[Provided passage]
☆ ☆ ☆ ☆

A new plan released by the US Department of Health and Human Services (HHS) earlier this month calls for improving rural health care services, especially by facilitating the expansion of telehealth in rural communities.
Even before the coronavirus disease 2019 (COVID-19) pandemic, health care in rural areas has struggled with a number of longstanding challenges, including clinician shortages and closing of rural hospitals—130 closures since 2010, with 13 closures through July this year, according to the American Hospital Association. Residents of rural areas are more likely to report less access to health care and lower quality of health.
The Rural Action Plan, released in response to a presidential executive order in August calling for improved rural health and telehealth access, presents strategies aimed at addressing current barriers to providing rural health care. The plan cites “leveraging technology”—most prominently, telehealth—as a key strategy to facilitate more efficient and cost-effective delivery of quality care to rural areas.
The plan notes that the Trump administration’s proposed fiscal year 2021 budget would expand Medicare’s telehealth benefit to rural communities by permitting rural health clinics and federally qualified health centers to provide telehealth services. Such care would also be reimbursed at rates similar to payment for comparable telehealth services under the Medicare Physician Fee Schedule.

☆ ☆ ☆ ☆

[Source material]
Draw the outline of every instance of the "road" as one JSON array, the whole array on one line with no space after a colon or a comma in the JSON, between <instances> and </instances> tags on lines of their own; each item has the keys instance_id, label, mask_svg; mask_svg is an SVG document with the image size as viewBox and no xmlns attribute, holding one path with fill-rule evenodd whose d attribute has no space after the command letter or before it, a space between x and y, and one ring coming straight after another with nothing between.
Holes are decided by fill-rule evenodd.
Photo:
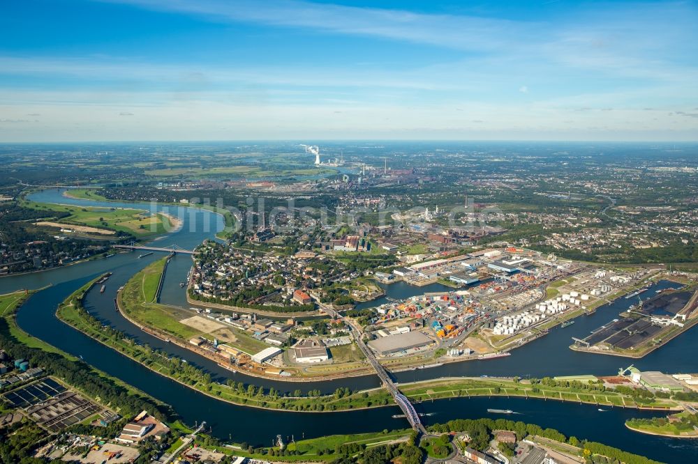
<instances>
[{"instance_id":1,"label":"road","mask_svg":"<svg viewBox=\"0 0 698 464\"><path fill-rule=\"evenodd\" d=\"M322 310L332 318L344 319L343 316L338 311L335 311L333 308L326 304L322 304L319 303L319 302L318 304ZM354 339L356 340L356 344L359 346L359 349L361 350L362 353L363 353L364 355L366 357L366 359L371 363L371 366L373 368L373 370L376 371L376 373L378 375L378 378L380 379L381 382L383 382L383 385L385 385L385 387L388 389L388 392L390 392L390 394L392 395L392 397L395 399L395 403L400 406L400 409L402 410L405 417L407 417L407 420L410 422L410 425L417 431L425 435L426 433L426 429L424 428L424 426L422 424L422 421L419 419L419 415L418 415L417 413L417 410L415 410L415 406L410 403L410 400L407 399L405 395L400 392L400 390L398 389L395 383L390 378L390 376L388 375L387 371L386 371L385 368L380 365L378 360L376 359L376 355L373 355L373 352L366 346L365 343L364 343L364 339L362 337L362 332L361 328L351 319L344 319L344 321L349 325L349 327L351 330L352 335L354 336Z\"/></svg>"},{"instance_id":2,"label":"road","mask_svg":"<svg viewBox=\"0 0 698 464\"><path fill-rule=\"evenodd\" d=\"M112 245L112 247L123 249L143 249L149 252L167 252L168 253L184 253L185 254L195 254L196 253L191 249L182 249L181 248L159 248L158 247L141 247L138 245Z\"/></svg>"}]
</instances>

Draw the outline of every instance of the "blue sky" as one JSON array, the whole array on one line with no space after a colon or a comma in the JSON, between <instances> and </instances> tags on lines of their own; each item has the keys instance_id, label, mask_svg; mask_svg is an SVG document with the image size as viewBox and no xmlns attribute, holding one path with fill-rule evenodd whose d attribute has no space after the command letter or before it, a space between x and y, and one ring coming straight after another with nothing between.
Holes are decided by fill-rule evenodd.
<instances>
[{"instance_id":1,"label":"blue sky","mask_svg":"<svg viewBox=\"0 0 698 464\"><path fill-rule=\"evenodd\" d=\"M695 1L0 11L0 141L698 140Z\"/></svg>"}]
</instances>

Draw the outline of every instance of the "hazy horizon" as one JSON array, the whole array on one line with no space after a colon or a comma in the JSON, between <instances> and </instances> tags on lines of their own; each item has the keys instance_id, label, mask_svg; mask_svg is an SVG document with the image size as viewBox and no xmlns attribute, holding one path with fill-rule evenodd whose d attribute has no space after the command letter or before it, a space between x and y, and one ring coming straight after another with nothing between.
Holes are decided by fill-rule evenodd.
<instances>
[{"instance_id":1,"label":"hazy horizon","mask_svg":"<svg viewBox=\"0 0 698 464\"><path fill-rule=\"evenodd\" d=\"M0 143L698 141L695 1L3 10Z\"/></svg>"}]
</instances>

☆ ☆ ☆ ☆

[Task to carry out]
Quote the rural health article above word for word, starting at the words "Even before the" and stopping after "to rural areas.".

[Answer area]
Even before the coronavirus disease 2019 (COVID-19) pandemic, health care in rural areas has struggled with a number of longstanding challenges, including clinician shortages and closing of rural hospitals—130 closures since 2010, with 13 closures through July this year, according to the American Hospital Association. Residents of rural areas are more likely to report less access to health care and lower quality of health.
The Rural Action Plan, released in response to a presidential executive order in August calling for improved rural health and telehealth access, presents strategies aimed at addressing current barriers to providing rural health care. The plan cites “leveraging technology”—most prominently, telehealth—as a key strategy to facilitate more efficient and cost-effective delivery of quality care to rural areas.